WHAT NEEDS TO BE DONE:
Write a three-sentence summary of the HW3CRT parameter descriptions.

SELECTED EXTRACT:
-- start --

C BDZF must be dimensioned at least (L+1)*(M+1).
C
C ELMBDA
C The constant LAMBDA in the Helmholtz equation. If
C LAMBDA .GT. 0, a solution may not exist. However, HW3CRT will
C attempt to find a solution.
C
C F
C A three-dimensional array that specifies the values of the
C right side of the Helmholtz equation and boundary values (if
C any). For I=2,3,...,L, J=2,3,...,M, and K=2,3,...,N
C
C F(I,J,K) = F(X(I),Y(J),Z(K)).
C
C On the boundaries F is defined by
C
C LBDCND F(1,J,K) F(L+1,J,K)
C ------ --------------- ---------------
C
C 0 F(XS,Y(J),Z(K)) F(XS,Y(J),Z(K))
C 1 U(XS,Y(J),Z(K)) U(XF,Y(J),Z(K))
C 2 U(XS,Y(J),Z(K)) F(XF,Y(J),Z(K)) J=1,2,...,M+1
C 3 F(XS,Y(J),Z(K)) F(XF,Y(J),Z(K)) K=1,2,...,N+1
C 4 F(XS,Y(J),Z(K)) U(XF,Y(J),Z(K))
C
C MBDCND F(I,1,K) F(I,M+1,K)
C ------ --------------- ---------------
C
C 0 F(X(I),YS,Z(K)) F(X(I),YS,Z(K))
C 1 U(X(I),YS,Z(K)) U(X(I),YF,Z(K))
C 2 U(X(I),YS,Z(K)) F(X(I),YF,Z(K)) I=1,2,...,L+1
C 3 F(X(I),YS,Z(K)) F(X(I),YF,Z(K)) K=1,2,...,N+1
C 4 F(X(I),YS,Z(K)) U(X(I),YF,Z(K))
C
C NBDCND F(I,J,1) F(I,J,N+1)
C ------ --------------- ---------------
C
C 0 F(X(I),Y(J),ZS) F(X(I),Y(J),ZS)
C 1 U(X(I),Y(J),ZS) U(X(I),Y(J),ZF)
C 2 U(X(I),Y(J),ZS) F(X(I),Y(J),ZF) I=1,2,...,L+1
C 3 F(X(I),Y(J),ZS) F(X(I),Y(J),ZF) J=1,2,...,M+1
C 4 F(X(I),Y(J),ZS) U(X(I),Y(J),ZF)
C
C F must be dimensioned at least (L+1)*(M+1)*(N+1).
C
C NOTE:
C
C If the table calls for both the solution U and the right side F
C on a boundary, then the solution must be specified.
C
C LDIMF
C The row (or first) dimension of the arrays F,BDYS,BDYF,BDZS,
C and BDZF as it appears in the program calling HW3CRT. this
C parameter is used to specify the variable dimension of these
C arrays. LDIMF must be at least L+1.

-- end --

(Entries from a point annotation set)
-- start --

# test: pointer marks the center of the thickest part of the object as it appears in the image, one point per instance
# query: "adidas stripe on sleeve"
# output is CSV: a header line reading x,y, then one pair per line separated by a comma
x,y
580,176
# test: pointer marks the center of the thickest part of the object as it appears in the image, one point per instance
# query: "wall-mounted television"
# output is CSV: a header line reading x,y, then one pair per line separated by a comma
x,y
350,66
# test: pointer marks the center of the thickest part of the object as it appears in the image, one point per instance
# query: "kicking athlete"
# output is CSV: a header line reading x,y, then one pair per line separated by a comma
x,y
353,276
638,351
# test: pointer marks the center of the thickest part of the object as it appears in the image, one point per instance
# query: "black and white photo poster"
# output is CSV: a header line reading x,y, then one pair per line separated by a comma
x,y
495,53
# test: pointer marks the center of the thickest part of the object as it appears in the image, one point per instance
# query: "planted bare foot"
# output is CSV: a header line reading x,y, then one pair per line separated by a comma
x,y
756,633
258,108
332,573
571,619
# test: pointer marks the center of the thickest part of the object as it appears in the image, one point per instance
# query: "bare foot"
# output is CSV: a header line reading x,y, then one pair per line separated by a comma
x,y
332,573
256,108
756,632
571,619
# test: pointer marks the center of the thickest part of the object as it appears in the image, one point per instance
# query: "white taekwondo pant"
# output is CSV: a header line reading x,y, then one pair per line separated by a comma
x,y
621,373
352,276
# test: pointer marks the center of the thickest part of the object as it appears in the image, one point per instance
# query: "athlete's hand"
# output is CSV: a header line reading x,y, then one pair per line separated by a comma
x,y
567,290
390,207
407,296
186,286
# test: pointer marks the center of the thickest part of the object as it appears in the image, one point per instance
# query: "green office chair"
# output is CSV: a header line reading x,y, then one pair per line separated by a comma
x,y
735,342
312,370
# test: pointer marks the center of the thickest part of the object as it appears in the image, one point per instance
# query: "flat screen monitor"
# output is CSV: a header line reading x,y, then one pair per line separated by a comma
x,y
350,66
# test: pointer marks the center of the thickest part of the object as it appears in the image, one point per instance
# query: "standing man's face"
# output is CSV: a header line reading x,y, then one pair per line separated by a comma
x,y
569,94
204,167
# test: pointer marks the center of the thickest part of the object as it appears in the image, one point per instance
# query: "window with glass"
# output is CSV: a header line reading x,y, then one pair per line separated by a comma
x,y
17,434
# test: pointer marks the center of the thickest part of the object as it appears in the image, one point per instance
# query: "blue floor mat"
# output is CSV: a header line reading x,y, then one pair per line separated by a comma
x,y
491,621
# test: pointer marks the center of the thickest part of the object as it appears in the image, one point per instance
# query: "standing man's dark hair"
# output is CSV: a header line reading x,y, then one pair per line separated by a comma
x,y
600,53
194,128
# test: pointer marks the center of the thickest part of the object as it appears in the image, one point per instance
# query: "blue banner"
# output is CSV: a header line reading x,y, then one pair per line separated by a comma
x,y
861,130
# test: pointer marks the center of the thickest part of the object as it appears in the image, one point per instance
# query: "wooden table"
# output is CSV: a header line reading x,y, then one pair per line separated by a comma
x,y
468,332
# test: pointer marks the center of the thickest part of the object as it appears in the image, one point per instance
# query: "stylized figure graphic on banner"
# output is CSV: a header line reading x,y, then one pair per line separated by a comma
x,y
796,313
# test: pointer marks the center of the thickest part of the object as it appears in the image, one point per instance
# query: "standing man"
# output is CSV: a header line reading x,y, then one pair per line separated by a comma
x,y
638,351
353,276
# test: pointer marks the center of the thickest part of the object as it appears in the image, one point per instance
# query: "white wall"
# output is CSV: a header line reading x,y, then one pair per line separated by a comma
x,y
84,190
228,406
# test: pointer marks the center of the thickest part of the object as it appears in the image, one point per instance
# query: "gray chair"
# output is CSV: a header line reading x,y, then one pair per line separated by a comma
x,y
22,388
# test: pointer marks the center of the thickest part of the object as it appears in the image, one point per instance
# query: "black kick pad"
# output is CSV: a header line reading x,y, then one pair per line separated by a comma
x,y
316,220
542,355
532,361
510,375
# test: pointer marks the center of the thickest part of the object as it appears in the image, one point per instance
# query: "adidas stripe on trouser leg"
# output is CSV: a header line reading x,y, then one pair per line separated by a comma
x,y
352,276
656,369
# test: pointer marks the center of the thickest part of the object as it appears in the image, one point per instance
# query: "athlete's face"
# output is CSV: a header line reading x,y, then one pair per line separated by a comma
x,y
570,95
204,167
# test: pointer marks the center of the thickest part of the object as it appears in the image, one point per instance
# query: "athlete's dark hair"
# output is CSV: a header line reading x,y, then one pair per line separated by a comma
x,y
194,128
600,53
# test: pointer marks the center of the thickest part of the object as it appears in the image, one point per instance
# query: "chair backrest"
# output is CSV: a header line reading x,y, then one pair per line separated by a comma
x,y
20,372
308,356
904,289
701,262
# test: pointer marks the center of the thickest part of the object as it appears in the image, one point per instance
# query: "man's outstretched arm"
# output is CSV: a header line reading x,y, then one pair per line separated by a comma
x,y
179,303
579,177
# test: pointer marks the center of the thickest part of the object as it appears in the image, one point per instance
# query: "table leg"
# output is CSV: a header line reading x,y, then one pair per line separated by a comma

-- end --

SOLUTION TO THE PROBLEM:
ELMBDA is the constant LAMBDA in the Helmholtz equation, and if it is greater than 0 a solution may not exist, though HW3CRT will still attempt to find one. F is a three-dimensional array, dimensioned at least (L+1)*(M+1)*(N+1), that holds the right side of the equation and any boundary values; its boundary entries depend on LBDCND, MBDCND and NBDCND, and where the table calls for both U and F on a boundary, the solution must be specified. LDIMF is the row (first) dimension of F, BDYS, BDYF, BDZS and BDZF as they appear in the calling program, and it must be at least L+1.